*** DATA RECORDS ***

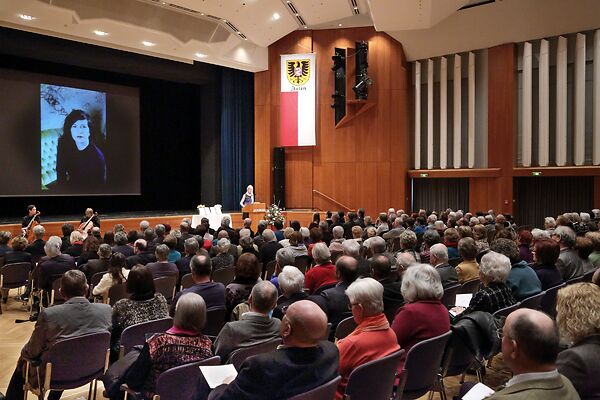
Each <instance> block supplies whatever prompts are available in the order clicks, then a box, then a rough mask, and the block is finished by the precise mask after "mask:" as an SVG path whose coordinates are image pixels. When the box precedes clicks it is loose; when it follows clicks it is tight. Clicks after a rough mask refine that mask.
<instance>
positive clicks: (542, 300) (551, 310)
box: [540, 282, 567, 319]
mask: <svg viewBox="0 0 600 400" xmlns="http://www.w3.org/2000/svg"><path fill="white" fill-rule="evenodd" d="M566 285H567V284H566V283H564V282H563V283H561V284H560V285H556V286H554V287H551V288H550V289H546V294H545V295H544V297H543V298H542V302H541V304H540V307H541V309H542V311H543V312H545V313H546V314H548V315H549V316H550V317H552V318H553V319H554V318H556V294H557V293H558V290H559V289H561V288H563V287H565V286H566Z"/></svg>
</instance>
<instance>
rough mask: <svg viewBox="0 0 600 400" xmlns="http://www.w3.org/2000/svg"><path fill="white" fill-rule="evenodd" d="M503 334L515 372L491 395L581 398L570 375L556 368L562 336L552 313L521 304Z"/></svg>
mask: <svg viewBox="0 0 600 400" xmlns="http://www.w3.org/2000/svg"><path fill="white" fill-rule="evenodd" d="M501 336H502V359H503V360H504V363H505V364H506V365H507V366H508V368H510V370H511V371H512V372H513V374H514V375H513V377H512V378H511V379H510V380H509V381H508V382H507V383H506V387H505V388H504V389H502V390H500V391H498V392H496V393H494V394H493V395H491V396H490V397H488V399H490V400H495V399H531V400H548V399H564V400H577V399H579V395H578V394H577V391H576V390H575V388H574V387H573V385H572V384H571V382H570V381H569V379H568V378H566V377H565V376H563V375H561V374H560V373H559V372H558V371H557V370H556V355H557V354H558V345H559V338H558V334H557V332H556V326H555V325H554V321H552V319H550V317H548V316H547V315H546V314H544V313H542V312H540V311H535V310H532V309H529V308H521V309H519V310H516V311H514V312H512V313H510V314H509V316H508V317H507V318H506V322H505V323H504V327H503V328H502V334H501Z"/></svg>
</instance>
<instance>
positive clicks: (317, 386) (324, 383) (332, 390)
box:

*** End of DATA RECORDS ***

TASK » The answer must be every line of the records that holds the string "clicks".

ANSWER BOX »
Each <instance> block supplies whatever prompts are available in the order clicks, then a box, then a rough mask, and the block is finished by the precise mask after "mask:" as an SVG path whose coordinates are image pixels. When the box precedes clicks it is loose; when it follows clicks it is tight. Clicks after a rough mask refine that mask.
positive clicks: (542, 300) (551, 310)
positive clicks: (317, 386) (324, 383) (332, 390)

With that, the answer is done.